Stated exercise> Translate this sentence from the text on the MBTA's finances into Spanish: "Decreasing transit ridership will adversely impact the Greater Boston region as a whole."

* Start Given text *

Publisher(s): Massachusetts Public Interest Research Group Education Fund

Author(s): Eric Bourassa; John Larson

Funder(s): RAND Corporation

Funder(s): RAND Corporation

Topic: Transportation (Urban transport)

Keywords: Ridership; Transit; Debt

Coverage: Massachusetts

Abstract:

The Massachusetts Bay Transportation Authority
(MBTA) faces an uncertain financial future over the next five years. With debt service payments increasing, along with other costs, the MBTA will face sizeable budget gaps forcing the Authority to choose among unhealthy options to close these structural deficits. These options primarily include: further dramatic fare increases, service reductions, or more borrowing.

Unfortunately, all of these options would negatively impact the MBTA and its riders by making the system less affordable, less available, less frequent, or more indebted in the long run. The result will be a decrease in ridership.

Decreasing transit ridership will adversely impact the Greater Boston region as a whole. Instead of using transit, many commuters will drive automobiles. The result will be worse traffic congestion and air pollution, greater stress on road and bridge infrastructure, as well as greater oil dependence.

The primary cause of the MBTA's financial crisis is a huge debt that grows each year of this projection, combined with slow growth in the state's sales tax, which a portion of funds the MBTA.

* End Given text *
* Start Dataset extract *

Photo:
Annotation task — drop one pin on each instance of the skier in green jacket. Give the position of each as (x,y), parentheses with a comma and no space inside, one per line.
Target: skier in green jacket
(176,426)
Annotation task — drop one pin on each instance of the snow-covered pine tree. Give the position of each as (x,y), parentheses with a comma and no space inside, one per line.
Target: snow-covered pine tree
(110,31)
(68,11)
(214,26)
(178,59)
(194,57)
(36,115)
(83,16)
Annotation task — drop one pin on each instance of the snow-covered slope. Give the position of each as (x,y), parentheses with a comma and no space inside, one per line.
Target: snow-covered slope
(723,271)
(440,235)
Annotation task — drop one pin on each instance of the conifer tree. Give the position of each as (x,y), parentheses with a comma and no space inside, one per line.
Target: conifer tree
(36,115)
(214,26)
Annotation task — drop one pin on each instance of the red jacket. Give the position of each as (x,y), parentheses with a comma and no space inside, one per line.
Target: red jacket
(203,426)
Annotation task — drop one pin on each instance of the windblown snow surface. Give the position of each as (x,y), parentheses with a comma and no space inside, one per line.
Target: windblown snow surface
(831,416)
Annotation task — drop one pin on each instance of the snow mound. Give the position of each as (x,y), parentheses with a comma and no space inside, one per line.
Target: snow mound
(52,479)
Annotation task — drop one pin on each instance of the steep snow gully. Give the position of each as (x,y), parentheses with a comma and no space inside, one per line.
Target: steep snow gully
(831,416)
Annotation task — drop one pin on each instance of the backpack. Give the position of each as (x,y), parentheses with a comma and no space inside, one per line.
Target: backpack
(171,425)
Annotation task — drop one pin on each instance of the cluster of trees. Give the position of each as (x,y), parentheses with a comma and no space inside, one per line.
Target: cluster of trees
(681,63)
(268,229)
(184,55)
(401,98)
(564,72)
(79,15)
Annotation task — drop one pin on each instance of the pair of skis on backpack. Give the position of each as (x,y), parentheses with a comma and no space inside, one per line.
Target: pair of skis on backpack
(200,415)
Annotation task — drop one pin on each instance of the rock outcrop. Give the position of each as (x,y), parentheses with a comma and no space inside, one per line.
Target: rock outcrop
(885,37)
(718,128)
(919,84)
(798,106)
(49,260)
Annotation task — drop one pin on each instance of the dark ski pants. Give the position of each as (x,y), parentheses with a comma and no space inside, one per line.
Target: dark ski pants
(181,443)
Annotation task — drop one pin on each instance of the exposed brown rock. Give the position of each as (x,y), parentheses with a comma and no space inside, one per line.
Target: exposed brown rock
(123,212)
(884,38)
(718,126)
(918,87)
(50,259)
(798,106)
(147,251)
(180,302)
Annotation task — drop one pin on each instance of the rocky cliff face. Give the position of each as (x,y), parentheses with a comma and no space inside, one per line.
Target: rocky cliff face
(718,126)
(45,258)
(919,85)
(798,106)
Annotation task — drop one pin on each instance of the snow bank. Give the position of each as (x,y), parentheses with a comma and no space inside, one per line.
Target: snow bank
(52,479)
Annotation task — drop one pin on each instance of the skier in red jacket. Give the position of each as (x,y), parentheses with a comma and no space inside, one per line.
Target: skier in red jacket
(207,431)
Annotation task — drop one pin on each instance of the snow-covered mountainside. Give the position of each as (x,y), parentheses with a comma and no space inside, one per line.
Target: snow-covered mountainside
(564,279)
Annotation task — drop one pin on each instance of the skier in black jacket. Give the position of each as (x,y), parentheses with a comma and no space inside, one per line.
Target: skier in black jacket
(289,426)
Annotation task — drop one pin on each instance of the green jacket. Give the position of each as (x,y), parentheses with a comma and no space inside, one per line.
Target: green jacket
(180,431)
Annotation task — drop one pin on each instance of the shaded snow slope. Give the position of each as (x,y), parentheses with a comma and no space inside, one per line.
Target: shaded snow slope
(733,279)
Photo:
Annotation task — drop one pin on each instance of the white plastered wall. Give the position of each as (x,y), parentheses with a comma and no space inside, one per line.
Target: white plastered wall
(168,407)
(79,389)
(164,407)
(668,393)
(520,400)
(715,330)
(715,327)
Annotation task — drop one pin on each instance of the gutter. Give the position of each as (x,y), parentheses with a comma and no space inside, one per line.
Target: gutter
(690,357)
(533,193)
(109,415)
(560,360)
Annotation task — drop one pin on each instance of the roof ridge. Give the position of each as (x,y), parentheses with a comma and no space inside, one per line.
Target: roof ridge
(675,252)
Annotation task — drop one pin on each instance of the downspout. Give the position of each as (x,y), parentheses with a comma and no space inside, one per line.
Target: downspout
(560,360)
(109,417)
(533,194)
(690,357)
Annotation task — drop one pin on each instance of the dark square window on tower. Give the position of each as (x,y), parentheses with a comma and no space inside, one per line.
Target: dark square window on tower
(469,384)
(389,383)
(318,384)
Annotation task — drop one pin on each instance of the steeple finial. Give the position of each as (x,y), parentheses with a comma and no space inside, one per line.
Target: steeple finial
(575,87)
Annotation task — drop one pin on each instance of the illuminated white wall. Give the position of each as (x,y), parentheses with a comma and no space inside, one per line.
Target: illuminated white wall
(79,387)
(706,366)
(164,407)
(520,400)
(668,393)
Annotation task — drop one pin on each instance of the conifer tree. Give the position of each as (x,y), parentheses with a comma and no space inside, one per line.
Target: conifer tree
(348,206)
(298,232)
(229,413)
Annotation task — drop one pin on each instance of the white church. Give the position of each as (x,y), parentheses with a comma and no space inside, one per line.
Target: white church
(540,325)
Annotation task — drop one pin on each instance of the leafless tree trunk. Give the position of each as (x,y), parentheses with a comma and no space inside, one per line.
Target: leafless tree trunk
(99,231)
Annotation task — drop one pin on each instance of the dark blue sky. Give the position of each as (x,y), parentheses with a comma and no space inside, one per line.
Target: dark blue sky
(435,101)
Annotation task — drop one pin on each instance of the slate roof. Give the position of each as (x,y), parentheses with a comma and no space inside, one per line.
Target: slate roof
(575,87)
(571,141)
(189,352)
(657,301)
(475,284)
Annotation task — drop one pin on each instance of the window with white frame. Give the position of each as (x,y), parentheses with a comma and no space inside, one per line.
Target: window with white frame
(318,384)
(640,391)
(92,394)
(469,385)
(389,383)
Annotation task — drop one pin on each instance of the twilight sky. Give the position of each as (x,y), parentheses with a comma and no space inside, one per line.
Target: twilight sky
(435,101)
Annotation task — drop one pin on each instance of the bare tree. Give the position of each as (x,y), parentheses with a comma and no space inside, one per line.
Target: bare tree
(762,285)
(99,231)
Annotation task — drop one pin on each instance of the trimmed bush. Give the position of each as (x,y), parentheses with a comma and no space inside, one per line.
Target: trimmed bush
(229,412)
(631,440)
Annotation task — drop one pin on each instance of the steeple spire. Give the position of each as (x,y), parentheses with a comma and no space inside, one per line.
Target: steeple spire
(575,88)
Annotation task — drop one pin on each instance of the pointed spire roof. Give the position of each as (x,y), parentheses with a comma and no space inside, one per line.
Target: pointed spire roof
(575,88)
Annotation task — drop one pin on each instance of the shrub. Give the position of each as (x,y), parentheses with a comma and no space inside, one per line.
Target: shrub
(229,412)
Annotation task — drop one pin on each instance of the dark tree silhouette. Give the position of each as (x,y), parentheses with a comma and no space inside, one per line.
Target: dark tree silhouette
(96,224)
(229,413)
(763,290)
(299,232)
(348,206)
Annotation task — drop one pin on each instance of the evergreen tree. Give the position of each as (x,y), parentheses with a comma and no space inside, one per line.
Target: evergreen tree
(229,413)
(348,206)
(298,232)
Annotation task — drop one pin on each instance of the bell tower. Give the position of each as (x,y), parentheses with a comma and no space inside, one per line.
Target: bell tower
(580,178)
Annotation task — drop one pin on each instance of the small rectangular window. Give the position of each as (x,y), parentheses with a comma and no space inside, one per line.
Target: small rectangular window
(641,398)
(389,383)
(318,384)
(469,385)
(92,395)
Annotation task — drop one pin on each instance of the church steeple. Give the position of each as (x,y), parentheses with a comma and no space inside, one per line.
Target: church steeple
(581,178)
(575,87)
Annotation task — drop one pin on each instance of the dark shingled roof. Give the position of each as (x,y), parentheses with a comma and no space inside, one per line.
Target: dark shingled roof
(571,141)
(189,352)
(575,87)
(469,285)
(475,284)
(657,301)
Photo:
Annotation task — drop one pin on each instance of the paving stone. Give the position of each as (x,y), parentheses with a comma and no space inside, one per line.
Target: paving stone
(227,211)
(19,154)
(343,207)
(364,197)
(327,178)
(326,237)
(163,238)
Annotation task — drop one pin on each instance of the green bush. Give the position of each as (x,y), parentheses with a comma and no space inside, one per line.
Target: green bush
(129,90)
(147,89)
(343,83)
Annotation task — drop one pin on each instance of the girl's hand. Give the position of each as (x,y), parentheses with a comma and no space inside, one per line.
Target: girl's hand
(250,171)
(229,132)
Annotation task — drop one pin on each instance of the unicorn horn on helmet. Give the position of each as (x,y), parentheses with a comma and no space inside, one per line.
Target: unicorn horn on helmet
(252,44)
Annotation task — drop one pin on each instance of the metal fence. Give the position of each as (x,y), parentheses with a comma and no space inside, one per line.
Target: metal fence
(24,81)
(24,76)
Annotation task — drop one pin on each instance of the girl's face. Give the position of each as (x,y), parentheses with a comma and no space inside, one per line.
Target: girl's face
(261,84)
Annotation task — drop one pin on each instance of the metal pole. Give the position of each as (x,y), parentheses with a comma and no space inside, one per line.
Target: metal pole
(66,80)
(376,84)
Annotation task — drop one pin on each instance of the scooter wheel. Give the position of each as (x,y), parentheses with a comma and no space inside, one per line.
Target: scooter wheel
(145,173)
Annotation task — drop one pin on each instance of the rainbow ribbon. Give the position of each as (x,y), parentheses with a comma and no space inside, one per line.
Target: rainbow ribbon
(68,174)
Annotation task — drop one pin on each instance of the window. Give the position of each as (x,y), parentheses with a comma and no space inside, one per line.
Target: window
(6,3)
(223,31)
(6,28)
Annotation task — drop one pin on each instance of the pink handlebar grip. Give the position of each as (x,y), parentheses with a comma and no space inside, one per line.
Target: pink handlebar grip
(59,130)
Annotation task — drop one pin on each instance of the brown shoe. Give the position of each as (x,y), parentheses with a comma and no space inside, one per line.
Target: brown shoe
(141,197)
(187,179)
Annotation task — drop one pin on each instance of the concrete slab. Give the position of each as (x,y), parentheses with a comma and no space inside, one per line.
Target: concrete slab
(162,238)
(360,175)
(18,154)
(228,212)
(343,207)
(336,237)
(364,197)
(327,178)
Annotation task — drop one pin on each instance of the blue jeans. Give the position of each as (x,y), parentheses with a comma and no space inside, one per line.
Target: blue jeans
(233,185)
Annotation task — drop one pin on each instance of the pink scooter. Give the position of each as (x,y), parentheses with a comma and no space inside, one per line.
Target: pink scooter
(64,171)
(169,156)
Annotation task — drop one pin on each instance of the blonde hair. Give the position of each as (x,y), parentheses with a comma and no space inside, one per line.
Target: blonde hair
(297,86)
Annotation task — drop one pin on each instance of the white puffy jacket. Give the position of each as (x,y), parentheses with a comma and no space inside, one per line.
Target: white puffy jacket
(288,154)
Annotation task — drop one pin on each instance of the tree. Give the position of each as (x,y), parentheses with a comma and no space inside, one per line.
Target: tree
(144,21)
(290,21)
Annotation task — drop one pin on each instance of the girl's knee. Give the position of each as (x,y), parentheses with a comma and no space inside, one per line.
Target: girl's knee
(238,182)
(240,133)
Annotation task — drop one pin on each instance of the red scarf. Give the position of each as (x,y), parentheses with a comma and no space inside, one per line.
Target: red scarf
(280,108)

* End Dataset extract *

Result of the task> La disminución del número de usuarios del transporte público afectará negativamente a la región del Gran Boston en su conjunto.